>>>>>
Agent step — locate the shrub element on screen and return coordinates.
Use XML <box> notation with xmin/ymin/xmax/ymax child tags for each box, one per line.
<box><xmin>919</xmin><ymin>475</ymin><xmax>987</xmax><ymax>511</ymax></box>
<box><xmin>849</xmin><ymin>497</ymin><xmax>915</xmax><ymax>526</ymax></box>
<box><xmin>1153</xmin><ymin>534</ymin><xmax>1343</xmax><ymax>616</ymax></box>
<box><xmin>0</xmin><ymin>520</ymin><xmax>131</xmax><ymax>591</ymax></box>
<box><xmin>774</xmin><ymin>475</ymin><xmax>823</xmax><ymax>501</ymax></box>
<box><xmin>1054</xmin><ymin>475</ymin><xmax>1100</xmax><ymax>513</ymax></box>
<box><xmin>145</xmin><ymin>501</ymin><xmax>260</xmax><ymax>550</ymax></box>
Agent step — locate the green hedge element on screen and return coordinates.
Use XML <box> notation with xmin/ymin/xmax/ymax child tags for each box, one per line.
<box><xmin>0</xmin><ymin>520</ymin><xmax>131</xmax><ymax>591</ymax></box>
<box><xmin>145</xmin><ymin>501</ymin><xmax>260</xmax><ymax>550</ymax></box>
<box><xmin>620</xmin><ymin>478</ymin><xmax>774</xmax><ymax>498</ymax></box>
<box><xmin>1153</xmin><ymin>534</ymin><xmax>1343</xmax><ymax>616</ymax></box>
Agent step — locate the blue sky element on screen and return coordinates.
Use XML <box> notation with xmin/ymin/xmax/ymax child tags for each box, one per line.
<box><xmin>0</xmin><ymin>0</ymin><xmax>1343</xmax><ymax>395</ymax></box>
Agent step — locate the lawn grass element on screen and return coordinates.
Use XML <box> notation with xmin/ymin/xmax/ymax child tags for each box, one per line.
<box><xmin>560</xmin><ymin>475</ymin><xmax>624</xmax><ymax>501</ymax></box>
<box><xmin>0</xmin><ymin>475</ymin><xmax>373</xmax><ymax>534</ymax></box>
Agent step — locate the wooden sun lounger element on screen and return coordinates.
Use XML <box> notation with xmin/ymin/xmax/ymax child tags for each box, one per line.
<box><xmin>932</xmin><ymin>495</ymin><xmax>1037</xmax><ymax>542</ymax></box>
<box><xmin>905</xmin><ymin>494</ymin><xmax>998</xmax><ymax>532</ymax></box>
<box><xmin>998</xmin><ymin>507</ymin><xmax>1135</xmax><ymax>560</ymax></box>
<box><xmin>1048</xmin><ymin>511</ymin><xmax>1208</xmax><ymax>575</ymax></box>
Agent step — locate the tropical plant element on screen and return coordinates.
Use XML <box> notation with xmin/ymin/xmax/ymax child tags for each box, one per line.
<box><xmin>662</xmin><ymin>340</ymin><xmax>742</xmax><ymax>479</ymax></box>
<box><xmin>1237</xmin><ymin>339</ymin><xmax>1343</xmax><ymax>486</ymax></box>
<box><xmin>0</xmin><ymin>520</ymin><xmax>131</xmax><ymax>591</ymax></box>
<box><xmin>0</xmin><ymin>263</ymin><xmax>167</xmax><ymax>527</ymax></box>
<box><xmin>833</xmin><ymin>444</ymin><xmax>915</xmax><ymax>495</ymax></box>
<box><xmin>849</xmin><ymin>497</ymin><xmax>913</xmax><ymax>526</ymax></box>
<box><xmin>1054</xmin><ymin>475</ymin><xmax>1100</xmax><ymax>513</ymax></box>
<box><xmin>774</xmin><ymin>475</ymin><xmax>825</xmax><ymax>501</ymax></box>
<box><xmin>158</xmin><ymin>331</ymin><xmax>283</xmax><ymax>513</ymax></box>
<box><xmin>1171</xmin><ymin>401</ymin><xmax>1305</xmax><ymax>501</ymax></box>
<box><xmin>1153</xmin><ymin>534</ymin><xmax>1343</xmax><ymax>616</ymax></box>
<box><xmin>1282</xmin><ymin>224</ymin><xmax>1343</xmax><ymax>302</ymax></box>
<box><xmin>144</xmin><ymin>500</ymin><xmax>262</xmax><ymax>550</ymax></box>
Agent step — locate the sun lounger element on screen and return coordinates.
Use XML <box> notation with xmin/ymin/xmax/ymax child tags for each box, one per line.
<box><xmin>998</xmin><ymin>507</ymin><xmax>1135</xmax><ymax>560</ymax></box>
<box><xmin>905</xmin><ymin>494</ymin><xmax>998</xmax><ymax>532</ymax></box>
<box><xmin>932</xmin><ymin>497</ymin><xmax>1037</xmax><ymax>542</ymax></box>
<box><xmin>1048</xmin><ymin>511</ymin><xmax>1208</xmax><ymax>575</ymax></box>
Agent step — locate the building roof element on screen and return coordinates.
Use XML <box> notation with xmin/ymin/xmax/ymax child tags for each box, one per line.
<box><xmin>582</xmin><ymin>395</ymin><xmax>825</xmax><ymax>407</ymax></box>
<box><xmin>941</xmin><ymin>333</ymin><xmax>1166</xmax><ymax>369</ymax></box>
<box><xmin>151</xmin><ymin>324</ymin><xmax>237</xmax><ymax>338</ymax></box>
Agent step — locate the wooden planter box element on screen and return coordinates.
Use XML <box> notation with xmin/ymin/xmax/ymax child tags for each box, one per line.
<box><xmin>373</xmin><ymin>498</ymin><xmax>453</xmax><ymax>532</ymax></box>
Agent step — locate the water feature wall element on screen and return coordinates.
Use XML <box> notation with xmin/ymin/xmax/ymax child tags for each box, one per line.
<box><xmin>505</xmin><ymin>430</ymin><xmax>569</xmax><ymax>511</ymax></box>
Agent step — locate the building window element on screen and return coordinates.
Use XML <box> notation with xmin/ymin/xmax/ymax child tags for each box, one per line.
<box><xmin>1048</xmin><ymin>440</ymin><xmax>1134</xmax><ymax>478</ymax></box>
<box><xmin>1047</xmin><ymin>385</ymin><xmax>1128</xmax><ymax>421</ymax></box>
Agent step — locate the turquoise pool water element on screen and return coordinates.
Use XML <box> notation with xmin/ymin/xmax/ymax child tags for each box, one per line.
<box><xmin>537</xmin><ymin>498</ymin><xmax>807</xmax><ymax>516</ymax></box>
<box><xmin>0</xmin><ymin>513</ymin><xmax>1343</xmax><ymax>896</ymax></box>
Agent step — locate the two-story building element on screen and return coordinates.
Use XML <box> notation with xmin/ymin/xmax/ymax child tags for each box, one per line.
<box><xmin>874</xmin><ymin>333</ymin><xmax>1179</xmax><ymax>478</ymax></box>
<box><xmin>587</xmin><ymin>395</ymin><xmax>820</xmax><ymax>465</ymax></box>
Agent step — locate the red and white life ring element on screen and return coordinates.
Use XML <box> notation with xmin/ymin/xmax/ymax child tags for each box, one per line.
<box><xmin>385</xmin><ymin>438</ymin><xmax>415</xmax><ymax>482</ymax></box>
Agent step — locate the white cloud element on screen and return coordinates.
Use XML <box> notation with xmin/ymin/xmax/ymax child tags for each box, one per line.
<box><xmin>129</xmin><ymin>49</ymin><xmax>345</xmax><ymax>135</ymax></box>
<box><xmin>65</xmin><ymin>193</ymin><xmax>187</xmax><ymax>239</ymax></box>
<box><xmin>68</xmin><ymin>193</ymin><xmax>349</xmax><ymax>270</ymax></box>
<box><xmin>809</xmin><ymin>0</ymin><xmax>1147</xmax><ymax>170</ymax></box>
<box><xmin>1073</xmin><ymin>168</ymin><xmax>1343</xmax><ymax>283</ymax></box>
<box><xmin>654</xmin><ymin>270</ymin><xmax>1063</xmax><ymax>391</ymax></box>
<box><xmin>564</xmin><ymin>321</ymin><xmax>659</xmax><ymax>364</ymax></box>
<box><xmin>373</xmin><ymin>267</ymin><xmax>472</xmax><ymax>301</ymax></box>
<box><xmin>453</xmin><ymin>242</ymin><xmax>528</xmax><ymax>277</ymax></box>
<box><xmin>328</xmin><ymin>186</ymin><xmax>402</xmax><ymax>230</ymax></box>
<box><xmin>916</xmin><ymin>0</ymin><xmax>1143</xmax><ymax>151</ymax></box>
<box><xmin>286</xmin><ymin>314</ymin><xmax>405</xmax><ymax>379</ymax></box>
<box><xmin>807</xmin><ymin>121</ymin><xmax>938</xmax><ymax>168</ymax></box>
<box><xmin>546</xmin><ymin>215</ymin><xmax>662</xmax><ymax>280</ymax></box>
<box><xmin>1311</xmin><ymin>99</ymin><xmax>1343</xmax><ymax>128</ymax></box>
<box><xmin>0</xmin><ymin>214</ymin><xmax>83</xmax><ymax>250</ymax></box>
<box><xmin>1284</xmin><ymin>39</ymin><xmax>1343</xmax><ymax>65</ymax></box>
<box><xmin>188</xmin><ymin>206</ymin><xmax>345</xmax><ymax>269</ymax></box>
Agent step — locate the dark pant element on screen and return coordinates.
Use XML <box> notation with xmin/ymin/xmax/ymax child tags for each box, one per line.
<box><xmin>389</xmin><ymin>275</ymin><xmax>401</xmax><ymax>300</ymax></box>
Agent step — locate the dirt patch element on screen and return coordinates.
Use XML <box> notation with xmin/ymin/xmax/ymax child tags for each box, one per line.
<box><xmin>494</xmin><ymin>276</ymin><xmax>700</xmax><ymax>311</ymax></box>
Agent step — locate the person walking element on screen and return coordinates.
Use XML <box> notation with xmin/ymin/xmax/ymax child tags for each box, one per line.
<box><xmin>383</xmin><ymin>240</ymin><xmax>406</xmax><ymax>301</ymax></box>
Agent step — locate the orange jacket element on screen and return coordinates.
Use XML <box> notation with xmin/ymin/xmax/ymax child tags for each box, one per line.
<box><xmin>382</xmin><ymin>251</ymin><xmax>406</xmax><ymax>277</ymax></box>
<<<<<
Given instruction:
Copy the records word for word, starting at the line that contains "Agent step — locate the dark" and going through the last line of the records.

Response for this exercise:
Agent step — locate the dark pant element on screen and return coordinates.
Use XML <box> notation with xmin/ymin/xmax/ymax child tags for each box, one per line.
<box><xmin>389</xmin><ymin>275</ymin><xmax>401</xmax><ymax>300</ymax></box>
Agent step — locate the dirt patch element on screen and return coordinates.
Use XML <box> notation with xmin/ymin/xmax/ymax child tags for each box, one per line.
<box><xmin>494</xmin><ymin>276</ymin><xmax>700</xmax><ymax>311</ymax></box>
Agent step — locate the person walking element on screen and return coordinates.
Use XML <box> notation with xmin/ymin/xmax/ymax child tags for each box, one per line.
<box><xmin>383</xmin><ymin>240</ymin><xmax>406</xmax><ymax>301</ymax></box>
Agent step — locate the orange jacket element on screen and return coordinates.
Use XML <box> notation with xmin/ymin/xmax/ymax child tags for each box, one per line.
<box><xmin>382</xmin><ymin>251</ymin><xmax>406</xmax><ymax>277</ymax></box>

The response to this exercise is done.